• **Description of the task**
All of the data that follows should be output again without any alteration.

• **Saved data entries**

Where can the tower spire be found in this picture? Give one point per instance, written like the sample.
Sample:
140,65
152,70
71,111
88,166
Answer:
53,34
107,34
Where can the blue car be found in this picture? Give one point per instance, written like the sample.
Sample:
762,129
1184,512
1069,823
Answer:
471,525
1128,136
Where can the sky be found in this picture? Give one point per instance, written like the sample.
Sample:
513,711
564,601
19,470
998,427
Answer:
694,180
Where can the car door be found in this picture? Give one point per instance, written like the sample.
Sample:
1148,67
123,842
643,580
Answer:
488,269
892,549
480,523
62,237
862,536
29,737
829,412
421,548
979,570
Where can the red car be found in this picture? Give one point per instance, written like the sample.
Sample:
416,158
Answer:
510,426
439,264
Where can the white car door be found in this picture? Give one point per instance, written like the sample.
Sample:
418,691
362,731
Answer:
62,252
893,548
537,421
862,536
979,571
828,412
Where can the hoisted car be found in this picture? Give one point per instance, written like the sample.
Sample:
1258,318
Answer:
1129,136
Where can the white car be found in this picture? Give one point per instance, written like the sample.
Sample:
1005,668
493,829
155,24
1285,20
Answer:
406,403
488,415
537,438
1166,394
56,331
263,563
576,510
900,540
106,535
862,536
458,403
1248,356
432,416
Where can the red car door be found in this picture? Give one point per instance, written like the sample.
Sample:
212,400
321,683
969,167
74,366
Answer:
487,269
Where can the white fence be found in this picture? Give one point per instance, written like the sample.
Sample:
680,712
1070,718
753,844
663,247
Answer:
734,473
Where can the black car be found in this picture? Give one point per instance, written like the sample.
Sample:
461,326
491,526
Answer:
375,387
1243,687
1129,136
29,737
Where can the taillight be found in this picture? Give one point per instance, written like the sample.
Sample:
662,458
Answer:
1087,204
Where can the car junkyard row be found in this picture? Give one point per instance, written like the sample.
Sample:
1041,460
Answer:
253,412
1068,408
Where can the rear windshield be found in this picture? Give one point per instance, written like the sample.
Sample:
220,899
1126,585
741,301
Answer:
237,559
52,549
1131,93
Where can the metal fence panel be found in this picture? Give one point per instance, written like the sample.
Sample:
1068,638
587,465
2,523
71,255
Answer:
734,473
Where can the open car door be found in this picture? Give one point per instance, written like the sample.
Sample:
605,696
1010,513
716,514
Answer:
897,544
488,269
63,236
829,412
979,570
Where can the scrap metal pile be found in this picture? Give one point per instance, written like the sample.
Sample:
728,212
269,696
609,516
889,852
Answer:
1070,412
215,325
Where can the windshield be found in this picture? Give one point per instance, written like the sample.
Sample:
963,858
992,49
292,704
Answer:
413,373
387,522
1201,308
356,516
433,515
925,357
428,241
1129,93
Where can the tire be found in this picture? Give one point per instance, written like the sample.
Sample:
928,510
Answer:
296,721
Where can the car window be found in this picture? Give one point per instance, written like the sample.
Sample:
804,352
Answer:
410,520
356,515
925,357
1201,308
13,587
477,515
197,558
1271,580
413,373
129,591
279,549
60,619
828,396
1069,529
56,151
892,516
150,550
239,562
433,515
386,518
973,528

• **Result of the task**
Where can the tower spire be found in this picture? Give one point per instance, written like the sample.
Sample:
140,65
152,70
71,111
88,166
Answer:
53,34
107,34
Where can the blue car be found in this picture? Give one point per instance, written like the sample.
Sample:
762,129
1184,512
1069,823
Answer:
471,525
1128,136
Where can the sky be found in this picture? Give one point per instance, written like the sample.
Sample:
513,711
564,601
19,470
998,427
Answer:
694,180
Where can the car door be found in this picture? Give one point per instance, written like the sample.
Sample:
1148,67
123,842
643,580
Answer:
488,269
892,549
480,523
62,237
862,536
29,737
829,412
421,548
979,570
Where can the red car be found in this picture? Give one point per instance, written like the sample.
Sample:
416,158
Answer:
510,426
439,264
Where can the white car door be found in this picture? Give one point per instance, written like the sample.
Sample:
418,691
362,731
Answer:
62,252
893,548
537,421
862,536
979,571
828,412
Where can the hoisted car be found in this picture? Give one point per instance, written like the sample.
Sample:
1258,318
Answer:
1129,136
Where can the white car be found in this picture? Give one point per instance, written like the sample.
Sample:
1005,668
493,829
155,24
1285,20
Answer:
406,403
488,415
537,438
1166,394
56,331
263,563
576,510
900,540
106,535
862,536
458,403
1248,356
432,416
Where can the red car door be found in this picture? Give one point per instance, written like the sample.
Sample:
212,400
321,683
969,167
74,366
Answer:
487,269
Where can the white fence be found in this picture? Give one point per instance, written like the sample.
Sample:
680,712
1070,718
753,844
663,247
Answer:
734,473
Where can the black car be found in this picture? Give one point per instance, written like the sample.
Sample:
461,326
491,526
Answer:
375,387
1243,687
1129,136
29,737
Where can the taillight be found in this picture? Give one point per instance, written like the sample.
Sample:
662,458
Answer:
1087,204
Where can the car junkyard row be found in this picture? Give one point per instance, written like the sample.
Sample:
1041,460
Answer:
253,412
1068,408
Where can the rear windshield be found in this picture? Give one point per instance, written like the sample.
Sample:
220,899
1126,585
741,301
Answer:
237,559
52,549
1131,93
Where can the metal fence panel be found in this picture? Give one point per instance, written like the sample.
Sample:
1068,638
587,465
2,523
71,255
Answer:
734,473
Where can the open car door be found in this picture? Give one point per instance, written like the sample.
Sample:
605,696
1010,513
716,514
Answer:
897,544
488,269
63,236
829,412
979,570
Where can the scrap metal pile be found in this picture? Give one point per instance, written like the sample.
Sample:
728,212
269,696
609,516
889,852
Answer:
1070,412
215,325
Where can the windshield be found in this picture? Give one point per instance, written like the sample.
Sample:
963,858
992,49
292,704
Answer:
413,373
387,522
1201,308
356,516
433,515
925,357
428,241
1129,93
Where can the tire be found in this picture? Give one point per instance, written like the sample.
Sample:
928,510
Answer:
296,721
Where can the car window be found in this picture? Give one point per instance, written like the sample.
Sample:
804,352
Answer:
410,520
356,515
925,357
1201,308
13,587
477,515
197,558
1271,580
413,373
129,591
279,549
60,619
828,396
1069,529
56,151
892,516
150,550
239,562
433,515
386,518
973,528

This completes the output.